## Aim of the exercise
Reproduce verbatim the items below, between the line containing "of the distant" and the line containing "(1063, 509)", inclusive.

--- Start Excerpted records ---

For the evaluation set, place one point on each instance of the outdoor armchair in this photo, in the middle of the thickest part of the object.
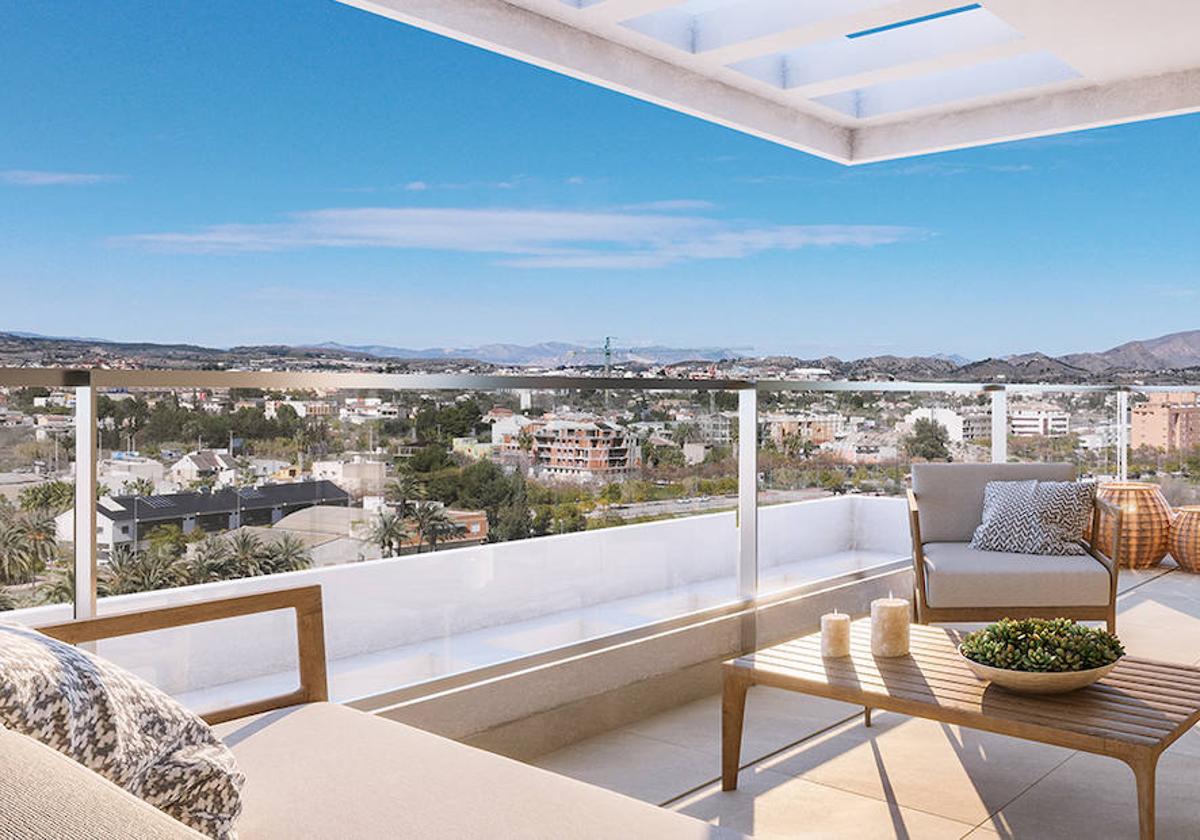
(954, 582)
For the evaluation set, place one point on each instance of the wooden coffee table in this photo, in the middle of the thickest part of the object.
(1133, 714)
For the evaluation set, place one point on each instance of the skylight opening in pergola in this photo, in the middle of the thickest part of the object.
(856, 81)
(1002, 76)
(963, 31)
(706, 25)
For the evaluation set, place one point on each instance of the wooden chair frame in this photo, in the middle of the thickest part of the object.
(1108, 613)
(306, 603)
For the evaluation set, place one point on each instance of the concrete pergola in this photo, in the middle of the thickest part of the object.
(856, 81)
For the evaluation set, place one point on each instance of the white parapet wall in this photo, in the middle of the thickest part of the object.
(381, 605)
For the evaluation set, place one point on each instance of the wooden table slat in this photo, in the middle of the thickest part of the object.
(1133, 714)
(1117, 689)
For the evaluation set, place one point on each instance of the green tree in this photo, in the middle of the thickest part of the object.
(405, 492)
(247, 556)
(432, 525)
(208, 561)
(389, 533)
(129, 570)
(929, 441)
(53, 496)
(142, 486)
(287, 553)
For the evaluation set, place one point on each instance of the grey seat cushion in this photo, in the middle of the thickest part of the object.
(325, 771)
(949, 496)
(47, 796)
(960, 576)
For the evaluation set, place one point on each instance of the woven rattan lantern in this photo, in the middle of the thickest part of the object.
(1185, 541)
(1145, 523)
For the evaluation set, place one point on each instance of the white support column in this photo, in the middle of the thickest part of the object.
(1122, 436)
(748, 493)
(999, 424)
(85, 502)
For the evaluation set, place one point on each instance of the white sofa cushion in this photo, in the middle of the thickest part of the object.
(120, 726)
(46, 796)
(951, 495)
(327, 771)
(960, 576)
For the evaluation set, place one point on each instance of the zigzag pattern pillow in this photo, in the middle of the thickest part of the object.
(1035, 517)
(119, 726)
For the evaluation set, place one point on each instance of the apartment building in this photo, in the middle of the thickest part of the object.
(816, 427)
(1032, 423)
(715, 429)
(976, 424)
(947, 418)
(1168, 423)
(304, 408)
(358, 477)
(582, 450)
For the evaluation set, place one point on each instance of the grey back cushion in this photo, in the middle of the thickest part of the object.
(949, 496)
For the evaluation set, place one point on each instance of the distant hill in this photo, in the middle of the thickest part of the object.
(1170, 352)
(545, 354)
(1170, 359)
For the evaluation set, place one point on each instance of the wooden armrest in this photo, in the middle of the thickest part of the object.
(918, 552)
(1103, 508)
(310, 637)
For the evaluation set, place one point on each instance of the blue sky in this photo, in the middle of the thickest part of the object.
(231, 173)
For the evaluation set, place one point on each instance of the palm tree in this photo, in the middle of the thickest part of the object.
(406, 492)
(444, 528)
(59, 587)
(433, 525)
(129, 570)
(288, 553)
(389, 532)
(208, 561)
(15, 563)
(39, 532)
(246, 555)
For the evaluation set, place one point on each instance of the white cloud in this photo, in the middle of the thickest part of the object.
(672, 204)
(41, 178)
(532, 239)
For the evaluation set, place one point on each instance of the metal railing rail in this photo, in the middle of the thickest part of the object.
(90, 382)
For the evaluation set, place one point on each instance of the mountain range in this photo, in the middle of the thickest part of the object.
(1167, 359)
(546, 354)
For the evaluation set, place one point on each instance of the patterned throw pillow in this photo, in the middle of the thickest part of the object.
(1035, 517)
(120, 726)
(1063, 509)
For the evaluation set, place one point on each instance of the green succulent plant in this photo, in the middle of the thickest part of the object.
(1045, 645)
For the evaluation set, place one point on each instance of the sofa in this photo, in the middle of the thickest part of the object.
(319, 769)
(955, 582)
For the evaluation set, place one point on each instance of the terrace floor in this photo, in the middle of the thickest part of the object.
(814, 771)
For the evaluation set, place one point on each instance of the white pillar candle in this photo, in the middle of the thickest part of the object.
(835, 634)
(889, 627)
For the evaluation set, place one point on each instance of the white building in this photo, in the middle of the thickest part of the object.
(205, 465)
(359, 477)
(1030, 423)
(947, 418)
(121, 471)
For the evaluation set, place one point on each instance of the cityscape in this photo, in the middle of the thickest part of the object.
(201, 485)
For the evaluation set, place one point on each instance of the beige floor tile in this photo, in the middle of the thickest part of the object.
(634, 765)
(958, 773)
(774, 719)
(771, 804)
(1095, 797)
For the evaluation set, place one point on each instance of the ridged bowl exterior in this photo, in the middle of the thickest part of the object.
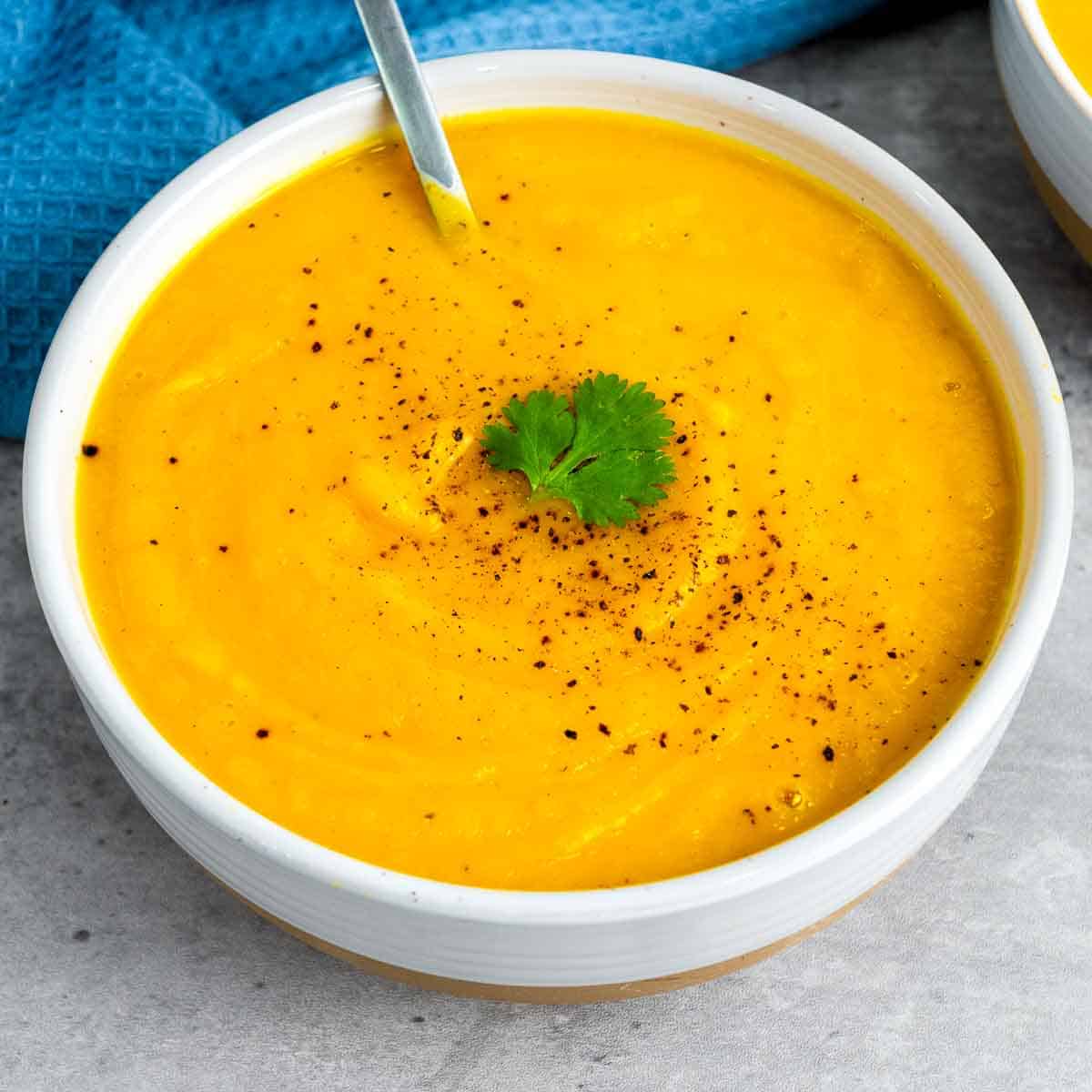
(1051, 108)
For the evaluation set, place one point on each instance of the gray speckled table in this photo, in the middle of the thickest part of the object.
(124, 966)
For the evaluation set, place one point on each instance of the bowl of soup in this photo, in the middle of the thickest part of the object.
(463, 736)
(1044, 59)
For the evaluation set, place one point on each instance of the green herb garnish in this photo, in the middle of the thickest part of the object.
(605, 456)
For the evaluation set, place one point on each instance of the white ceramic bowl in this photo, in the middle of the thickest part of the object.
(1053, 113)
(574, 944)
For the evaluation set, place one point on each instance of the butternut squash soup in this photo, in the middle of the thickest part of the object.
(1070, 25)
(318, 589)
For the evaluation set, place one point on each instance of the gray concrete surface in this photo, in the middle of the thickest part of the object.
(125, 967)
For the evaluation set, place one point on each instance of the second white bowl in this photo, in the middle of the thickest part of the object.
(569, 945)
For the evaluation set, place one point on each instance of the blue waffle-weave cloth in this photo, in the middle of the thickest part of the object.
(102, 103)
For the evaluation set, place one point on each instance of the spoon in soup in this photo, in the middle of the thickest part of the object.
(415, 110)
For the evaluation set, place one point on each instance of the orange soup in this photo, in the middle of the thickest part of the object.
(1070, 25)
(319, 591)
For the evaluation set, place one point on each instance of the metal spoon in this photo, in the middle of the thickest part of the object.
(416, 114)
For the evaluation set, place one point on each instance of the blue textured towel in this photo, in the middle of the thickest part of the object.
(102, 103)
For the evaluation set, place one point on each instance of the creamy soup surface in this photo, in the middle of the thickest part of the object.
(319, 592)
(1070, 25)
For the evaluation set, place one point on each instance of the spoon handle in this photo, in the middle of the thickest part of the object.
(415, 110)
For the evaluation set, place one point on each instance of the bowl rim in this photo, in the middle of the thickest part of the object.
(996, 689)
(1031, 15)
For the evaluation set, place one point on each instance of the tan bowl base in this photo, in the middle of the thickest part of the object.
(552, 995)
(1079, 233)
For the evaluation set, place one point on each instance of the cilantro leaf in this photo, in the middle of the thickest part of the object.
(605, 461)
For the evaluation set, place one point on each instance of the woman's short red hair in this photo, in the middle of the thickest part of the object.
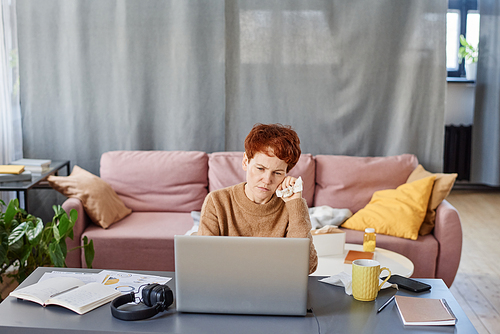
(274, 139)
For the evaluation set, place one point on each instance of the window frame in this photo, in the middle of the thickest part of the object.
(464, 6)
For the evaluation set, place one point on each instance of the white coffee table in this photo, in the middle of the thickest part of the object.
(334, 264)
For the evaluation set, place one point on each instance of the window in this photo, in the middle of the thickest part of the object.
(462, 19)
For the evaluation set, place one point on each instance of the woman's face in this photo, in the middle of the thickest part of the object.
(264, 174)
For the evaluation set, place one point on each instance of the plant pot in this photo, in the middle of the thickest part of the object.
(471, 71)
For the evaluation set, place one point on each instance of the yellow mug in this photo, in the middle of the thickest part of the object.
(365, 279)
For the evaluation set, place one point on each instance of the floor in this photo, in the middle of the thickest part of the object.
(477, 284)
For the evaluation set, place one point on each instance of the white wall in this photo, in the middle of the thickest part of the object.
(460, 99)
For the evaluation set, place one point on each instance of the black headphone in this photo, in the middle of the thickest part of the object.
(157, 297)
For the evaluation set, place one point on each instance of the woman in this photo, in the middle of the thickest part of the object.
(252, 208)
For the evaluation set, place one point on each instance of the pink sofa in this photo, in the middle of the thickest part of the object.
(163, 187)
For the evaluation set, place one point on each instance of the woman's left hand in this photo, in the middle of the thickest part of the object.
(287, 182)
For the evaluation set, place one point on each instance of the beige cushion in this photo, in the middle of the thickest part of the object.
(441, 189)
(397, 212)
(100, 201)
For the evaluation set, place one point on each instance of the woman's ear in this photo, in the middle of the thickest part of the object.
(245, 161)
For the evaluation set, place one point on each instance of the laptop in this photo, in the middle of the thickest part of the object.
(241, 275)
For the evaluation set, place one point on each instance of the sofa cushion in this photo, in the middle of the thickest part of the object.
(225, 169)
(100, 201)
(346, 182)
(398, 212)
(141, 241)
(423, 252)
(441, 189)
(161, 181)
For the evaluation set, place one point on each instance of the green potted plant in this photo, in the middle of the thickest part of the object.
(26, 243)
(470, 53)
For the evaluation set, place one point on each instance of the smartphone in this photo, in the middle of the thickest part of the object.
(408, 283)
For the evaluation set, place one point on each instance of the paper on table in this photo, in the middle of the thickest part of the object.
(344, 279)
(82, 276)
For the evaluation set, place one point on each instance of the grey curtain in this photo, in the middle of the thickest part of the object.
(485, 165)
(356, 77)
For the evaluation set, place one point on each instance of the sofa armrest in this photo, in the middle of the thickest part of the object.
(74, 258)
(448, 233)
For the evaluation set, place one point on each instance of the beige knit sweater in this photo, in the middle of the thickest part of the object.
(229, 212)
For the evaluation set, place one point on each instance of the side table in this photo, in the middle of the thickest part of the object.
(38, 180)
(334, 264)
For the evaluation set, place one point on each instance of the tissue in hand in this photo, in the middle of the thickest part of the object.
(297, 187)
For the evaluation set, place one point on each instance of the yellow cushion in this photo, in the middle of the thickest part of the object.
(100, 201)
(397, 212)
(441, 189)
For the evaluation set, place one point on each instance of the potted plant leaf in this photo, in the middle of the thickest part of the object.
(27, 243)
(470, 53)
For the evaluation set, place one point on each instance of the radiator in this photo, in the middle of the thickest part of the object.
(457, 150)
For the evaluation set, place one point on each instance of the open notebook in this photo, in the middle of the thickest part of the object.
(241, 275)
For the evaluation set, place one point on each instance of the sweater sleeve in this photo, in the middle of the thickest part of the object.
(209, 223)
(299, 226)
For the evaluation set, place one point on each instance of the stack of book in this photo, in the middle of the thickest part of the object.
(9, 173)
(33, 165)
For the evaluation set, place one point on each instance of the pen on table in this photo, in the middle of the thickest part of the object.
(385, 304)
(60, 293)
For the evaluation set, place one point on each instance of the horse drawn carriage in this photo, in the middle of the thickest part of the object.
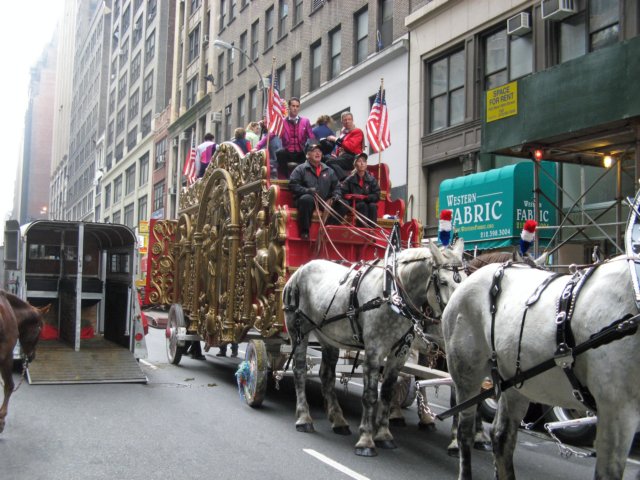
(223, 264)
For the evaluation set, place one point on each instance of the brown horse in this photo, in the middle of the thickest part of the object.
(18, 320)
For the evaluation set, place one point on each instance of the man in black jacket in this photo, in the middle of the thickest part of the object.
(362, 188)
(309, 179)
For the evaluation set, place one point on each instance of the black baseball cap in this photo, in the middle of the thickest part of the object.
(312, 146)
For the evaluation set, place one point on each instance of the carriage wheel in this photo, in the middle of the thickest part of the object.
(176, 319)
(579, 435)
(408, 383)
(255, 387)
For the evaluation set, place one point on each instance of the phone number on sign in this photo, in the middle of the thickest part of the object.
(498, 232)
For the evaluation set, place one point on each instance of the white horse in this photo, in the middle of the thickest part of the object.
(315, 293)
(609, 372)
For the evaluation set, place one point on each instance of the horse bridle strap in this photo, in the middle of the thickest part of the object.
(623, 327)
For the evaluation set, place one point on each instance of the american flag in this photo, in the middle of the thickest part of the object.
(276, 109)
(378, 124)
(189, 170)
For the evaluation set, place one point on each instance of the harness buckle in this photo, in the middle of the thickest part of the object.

--- End Excerpted records ---

## Final result
For the evaluation set, place one point on each instance of the distant hill in this photo, in the middle of the thickest part of the object.
(1170, 352)
(545, 354)
(1170, 359)
For the evaluation set, place one point on each instance of the wooden armrest in this photo, in the middle of the thickest part of the object.
(918, 552)
(1103, 508)
(310, 637)
For the evaluation set, place one point on each instance of the blue sky in this photo, in the middle of the thickest part of the object.
(231, 173)
For the evaluation set, place one point on each instance of the palm tree in this photo, in the middle of the thickest part of the object.
(406, 492)
(444, 528)
(59, 587)
(433, 525)
(129, 570)
(288, 553)
(389, 532)
(208, 561)
(15, 563)
(39, 532)
(246, 555)
For the evaluation set, place one point on each instance of the white cloud in this photo, in the middle of the thickest part of the object.
(672, 204)
(41, 178)
(532, 239)
For the evaluation set, place one point on each instance of the metal railing rail in this photo, in the middle of the thickest part of the object.
(90, 382)
For the evaluation set, place one point on each instance of the mountain range in this photo, in the middle of the thickest part of the object.
(1167, 359)
(546, 354)
For the evaluation set, place one point on each instance of the patterned throw pillow in this photo, in the middle of the thickest part of the object.
(1035, 517)
(120, 726)
(1063, 509)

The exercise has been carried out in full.